**Data to process**
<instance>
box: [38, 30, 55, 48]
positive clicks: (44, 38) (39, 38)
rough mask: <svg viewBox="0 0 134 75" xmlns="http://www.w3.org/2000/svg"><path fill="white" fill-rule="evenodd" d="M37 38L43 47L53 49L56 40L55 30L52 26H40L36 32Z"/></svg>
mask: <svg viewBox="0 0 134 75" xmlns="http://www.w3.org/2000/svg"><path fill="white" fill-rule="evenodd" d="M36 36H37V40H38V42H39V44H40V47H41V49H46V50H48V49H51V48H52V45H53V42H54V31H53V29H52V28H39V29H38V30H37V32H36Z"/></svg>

**What you should do**
Exactly as written, please reproduce the lines from the first line of the data to the line containing "positive clicks: (44, 38) (39, 38)", inclusive, and nothing else.

**Written solution**
<instance>
box: [38, 30, 55, 48]
positive clicks: (44, 38) (39, 38)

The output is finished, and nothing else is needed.